# Exercise description
Please find each line in the data below that contains the string "bird" and copy it out. Case counts.

=== Recorded data ===

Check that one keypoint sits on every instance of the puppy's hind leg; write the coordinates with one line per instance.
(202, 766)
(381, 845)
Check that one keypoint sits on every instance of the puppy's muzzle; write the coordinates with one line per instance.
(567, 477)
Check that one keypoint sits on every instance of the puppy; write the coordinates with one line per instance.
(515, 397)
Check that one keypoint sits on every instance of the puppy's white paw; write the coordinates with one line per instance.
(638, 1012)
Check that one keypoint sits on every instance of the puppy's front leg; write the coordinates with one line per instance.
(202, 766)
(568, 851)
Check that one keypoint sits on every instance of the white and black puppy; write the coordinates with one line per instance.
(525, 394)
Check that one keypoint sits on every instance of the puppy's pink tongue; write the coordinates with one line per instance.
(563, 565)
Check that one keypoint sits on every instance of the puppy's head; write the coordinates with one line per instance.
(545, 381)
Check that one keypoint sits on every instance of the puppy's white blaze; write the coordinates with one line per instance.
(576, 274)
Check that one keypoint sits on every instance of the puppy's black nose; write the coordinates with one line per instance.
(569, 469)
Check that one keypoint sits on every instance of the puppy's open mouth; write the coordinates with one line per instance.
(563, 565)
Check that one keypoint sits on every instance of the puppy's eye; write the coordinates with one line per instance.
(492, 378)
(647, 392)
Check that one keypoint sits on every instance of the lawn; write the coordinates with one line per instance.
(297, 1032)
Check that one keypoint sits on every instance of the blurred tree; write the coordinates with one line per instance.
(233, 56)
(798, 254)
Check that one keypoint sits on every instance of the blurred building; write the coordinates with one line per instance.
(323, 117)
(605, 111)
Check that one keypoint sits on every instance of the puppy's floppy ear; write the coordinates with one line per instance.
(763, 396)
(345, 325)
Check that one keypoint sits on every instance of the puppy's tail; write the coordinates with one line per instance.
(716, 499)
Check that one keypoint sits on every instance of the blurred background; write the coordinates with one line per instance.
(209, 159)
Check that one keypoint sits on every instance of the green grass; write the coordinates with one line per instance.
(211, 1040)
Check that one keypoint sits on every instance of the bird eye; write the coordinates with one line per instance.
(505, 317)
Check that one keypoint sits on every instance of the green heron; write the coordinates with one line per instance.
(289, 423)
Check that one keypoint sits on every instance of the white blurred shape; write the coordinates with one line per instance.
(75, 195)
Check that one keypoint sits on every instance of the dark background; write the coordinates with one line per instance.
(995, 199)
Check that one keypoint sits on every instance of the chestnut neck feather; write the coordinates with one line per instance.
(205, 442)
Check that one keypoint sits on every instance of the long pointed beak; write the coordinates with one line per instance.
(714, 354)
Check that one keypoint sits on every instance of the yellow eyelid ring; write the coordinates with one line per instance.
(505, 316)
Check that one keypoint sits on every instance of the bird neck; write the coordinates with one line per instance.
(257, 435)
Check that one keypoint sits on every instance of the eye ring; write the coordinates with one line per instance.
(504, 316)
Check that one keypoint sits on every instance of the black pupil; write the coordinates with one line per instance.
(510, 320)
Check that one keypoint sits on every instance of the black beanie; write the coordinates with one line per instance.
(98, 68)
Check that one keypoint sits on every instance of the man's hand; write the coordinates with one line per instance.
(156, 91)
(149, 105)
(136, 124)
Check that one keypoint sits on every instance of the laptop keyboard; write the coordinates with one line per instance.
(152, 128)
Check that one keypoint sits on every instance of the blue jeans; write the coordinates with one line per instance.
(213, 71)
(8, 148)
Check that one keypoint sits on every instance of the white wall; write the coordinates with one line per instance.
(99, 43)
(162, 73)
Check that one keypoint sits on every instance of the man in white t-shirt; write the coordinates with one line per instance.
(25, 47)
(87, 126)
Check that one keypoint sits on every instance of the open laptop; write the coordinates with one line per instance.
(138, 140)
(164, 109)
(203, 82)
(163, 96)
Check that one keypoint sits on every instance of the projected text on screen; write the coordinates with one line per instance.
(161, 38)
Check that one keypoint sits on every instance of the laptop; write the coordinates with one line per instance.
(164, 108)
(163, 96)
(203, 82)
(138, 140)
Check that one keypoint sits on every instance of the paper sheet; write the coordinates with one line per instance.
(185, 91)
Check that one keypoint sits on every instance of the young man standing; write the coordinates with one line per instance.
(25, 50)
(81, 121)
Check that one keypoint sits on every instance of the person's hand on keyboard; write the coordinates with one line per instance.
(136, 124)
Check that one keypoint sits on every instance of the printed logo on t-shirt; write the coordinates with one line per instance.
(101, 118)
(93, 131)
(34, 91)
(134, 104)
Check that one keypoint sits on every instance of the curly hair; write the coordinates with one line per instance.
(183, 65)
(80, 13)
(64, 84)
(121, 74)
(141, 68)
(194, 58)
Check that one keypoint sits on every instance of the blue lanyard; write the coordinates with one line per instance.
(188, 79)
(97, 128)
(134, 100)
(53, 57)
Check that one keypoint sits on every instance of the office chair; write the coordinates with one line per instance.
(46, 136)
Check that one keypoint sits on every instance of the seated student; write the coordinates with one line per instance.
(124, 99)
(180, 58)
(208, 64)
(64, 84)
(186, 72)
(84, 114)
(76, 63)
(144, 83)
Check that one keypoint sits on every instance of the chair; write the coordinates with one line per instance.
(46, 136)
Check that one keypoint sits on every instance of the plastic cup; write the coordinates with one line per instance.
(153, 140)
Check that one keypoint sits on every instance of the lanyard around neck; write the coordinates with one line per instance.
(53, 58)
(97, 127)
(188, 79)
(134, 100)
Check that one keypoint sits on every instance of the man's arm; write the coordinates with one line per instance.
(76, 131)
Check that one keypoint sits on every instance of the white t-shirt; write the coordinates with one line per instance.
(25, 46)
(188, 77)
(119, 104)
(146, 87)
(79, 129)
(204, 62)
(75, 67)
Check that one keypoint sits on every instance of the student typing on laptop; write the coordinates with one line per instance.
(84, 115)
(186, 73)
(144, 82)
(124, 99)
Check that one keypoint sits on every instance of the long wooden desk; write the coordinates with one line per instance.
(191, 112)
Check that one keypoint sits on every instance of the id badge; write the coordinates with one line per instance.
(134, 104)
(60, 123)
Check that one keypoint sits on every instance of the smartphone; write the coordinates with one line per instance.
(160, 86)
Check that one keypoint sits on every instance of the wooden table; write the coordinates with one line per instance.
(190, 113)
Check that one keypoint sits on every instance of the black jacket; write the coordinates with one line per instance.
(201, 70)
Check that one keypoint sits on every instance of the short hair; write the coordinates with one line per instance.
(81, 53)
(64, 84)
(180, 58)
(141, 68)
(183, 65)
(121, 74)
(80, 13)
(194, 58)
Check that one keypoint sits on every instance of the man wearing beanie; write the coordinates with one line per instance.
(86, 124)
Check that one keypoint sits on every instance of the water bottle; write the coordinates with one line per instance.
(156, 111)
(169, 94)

===
=== Recorded data ===

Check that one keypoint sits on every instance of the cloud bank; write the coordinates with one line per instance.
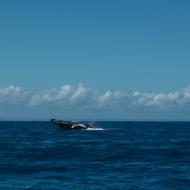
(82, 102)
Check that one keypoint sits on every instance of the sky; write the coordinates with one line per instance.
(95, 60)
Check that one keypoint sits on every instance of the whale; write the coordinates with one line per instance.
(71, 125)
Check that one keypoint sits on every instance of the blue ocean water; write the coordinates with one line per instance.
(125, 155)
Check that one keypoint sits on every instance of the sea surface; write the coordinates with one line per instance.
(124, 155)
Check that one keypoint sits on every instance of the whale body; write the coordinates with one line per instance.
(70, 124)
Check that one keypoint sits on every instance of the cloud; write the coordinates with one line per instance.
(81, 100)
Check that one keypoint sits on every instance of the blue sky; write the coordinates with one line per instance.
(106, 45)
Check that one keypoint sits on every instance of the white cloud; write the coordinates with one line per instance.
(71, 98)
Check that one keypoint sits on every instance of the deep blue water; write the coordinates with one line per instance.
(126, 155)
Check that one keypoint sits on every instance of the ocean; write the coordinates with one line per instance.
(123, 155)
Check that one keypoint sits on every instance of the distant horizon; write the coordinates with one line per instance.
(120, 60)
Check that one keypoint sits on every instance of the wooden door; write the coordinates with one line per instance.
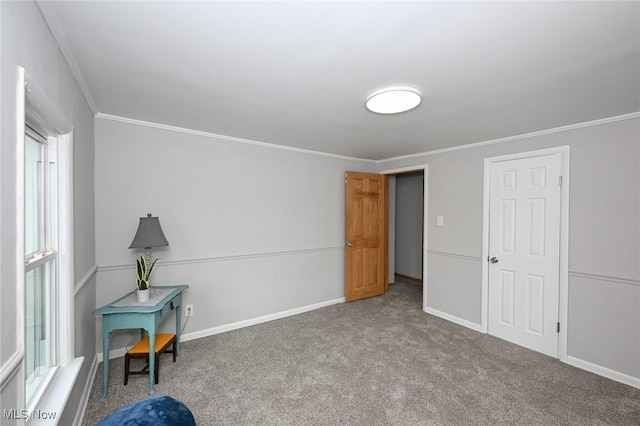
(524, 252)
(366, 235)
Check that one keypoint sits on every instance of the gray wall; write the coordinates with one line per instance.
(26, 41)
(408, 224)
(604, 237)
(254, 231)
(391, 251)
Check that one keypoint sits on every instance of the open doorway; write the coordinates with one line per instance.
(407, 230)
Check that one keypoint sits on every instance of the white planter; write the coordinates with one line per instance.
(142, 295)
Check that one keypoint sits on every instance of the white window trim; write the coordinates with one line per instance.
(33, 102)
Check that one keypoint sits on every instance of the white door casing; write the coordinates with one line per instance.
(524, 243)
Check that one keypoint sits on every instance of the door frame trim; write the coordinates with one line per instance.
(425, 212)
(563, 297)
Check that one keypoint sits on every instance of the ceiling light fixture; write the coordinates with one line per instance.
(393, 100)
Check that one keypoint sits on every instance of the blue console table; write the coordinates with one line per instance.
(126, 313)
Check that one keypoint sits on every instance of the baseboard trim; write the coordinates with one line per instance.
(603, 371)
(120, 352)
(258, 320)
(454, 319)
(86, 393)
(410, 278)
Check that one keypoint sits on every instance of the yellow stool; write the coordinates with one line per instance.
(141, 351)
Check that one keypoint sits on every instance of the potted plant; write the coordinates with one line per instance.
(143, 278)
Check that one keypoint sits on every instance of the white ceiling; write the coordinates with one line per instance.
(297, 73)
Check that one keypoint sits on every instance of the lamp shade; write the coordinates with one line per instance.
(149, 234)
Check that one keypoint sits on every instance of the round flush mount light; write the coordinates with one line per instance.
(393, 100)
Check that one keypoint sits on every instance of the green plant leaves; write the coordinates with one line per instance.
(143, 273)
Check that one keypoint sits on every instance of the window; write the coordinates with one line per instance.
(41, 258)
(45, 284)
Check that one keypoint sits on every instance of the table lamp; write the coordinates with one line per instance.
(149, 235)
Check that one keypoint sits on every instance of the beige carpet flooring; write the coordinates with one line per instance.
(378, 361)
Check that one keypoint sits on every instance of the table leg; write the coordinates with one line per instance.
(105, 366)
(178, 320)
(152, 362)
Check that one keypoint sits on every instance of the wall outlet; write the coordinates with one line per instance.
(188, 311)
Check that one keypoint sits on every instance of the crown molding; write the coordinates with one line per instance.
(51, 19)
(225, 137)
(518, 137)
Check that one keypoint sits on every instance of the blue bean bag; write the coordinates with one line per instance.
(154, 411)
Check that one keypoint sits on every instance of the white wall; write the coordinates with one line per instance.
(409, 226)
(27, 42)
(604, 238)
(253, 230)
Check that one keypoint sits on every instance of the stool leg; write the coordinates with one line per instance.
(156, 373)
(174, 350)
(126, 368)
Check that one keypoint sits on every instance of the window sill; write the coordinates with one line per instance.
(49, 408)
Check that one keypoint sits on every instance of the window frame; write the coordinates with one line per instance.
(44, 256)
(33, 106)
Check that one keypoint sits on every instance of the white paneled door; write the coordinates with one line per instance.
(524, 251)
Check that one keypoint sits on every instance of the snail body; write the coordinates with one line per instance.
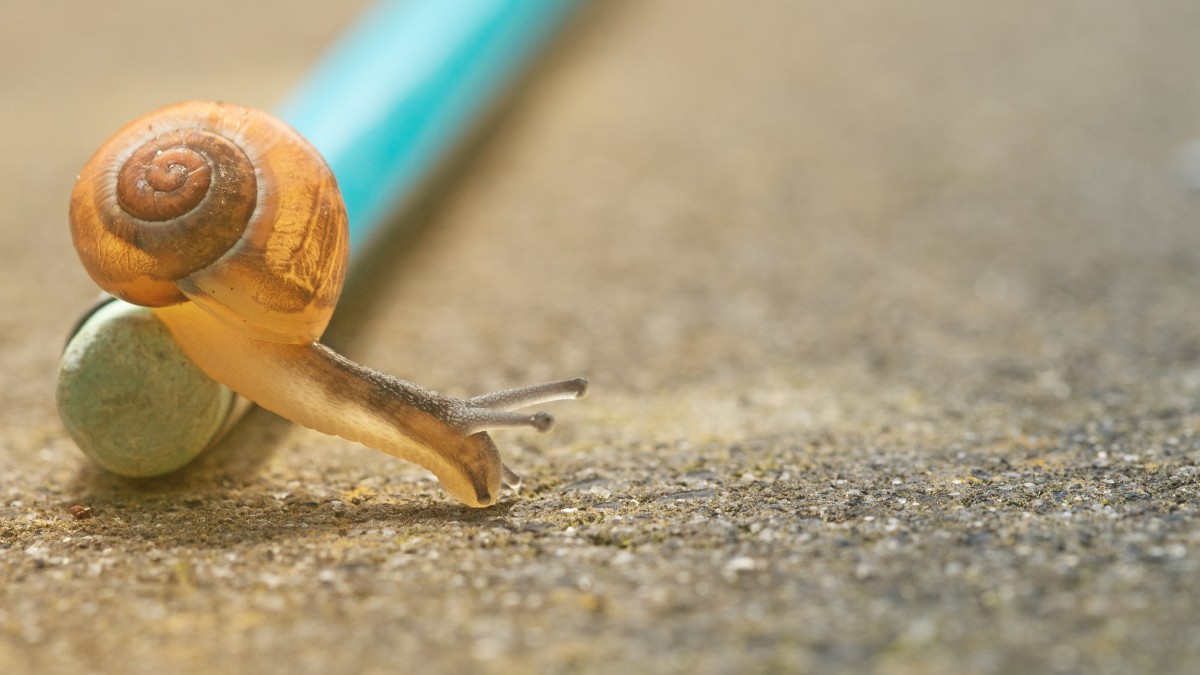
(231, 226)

===

# The answer
Check that one keypoint sits on every instance of the bird eye; write the coordinates with one line per instance.
Check that one keypoint sits on every instance of the bird neck; write the coordinates with one line per instance.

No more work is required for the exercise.